===== Input data

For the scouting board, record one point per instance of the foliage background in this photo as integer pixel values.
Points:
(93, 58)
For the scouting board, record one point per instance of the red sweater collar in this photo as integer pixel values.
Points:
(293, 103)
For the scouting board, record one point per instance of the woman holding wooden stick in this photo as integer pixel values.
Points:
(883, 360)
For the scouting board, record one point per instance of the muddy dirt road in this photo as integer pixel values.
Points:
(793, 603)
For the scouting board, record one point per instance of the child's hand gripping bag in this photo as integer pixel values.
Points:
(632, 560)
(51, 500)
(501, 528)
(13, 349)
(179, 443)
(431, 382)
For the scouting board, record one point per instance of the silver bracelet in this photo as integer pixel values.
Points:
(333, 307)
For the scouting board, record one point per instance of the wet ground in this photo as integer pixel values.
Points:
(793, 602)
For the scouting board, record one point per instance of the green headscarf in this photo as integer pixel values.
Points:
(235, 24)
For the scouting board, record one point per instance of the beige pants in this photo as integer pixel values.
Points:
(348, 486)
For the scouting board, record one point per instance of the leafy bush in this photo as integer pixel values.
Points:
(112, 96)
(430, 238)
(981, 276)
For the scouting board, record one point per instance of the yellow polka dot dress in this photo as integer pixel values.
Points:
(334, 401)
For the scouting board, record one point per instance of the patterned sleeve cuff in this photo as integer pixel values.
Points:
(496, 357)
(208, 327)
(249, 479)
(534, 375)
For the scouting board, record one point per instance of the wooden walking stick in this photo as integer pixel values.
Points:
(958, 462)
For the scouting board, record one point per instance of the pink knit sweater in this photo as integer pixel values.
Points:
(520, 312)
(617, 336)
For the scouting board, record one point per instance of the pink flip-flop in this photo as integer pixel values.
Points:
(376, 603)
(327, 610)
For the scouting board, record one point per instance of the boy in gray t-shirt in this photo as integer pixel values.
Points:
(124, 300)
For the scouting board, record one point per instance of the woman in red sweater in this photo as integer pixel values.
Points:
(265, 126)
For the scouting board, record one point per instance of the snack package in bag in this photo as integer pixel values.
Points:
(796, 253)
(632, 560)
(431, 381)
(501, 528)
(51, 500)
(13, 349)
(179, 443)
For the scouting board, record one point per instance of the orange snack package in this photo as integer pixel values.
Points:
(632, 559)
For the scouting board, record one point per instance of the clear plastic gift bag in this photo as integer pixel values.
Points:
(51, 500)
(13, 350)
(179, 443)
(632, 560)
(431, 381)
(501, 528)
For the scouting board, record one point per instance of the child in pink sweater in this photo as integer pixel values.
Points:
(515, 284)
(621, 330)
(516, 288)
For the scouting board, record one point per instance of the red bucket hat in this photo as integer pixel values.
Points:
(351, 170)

==========

[Instructions to follow]
Once you have read the records, repeat them all exactly.

[Answer to this problem]
For the scouting board, record one point per instance of the foliage background in this photo as integer pixel values.
Points:
(93, 58)
For the scouting board, record one point per instance of the red sweater collar in this photo as integer pixel values.
Points:
(293, 103)
For the scouting board, record one point per instance of the woman holding wooden stick in this photo as integer pixel values.
Points:
(883, 360)
For the scouting board, record one point per instance of the muddy dirt road in this photo as integer pixel values.
Points:
(793, 603)
For the scouting board, record one point per instance of the child's hand gripping bag in this photo as integer pixel values.
Points:
(632, 560)
(51, 500)
(501, 528)
(13, 349)
(179, 443)
(431, 382)
For the scouting board, record one point per instance of the silver bracelet in this photo as integer pixel values.
Points:
(333, 307)
For the scouting board, record one point per instance of the wet ground in this photo as integer pixel values.
Points:
(793, 602)
For the scouting board, record one point per instance of the green headscarf in this photo as integer pixel values.
Points:
(235, 24)
For the scouting board, record one point per instance of the beige pants in this photo as integer pixel values.
Points:
(348, 486)
For the scouting board, record one point per instance of the leafy bush in this photo as integer pixel values.
Points:
(112, 96)
(430, 238)
(981, 276)
For the scouting board, record one point per instance of the yellow polka dot dress in this photo as integer pixel values.
Points:
(334, 401)
For the scouting board, record one point per instance of the patterned sleeve cuff in this photo as integer pixel values.
Points:
(496, 357)
(208, 327)
(249, 479)
(534, 375)
For the scouting board, record one point per instance of the wooden walking stick in this photo as integer pixel values.
Points:
(958, 462)
For the scouting board, record one point per instance of the pink knit sweater in this photo as integer pixel values.
Points:
(520, 312)
(617, 336)
For the scouting board, record one point per instance of the pink flip-flop in this photo as integer pixel values.
Points:
(376, 603)
(327, 610)
For the scouting board, record one point per instance of the boy in gray t-shirt in this photo as integer pixel values.
Points:
(124, 300)
For the scouting board, record one point per instance of the woman in red sweater in this photo as integer pixel values.
Points:
(265, 126)
For the scouting board, record one point per instance of the snack package in bag in this photo as integer pixel values.
Points:
(796, 253)
(632, 560)
(431, 381)
(501, 528)
(51, 500)
(13, 349)
(179, 443)
For the scouting board, record one point per instance of the orange snack package in this photo as integer pixel values.
Points:
(632, 559)
For the scouting board, record one point per instance of the clear plastic gift bag in this photo as integer pixel values.
Points:
(51, 500)
(13, 350)
(179, 443)
(632, 560)
(431, 381)
(501, 528)
For the scouting board, record one point per instance of the child in pink sweater in this photo as integer pixel values.
Points:
(515, 284)
(621, 330)
(516, 288)
For the scouting board, record one point per instance of the red bucket hat in this photo as integer pixel values.
Points:
(351, 170)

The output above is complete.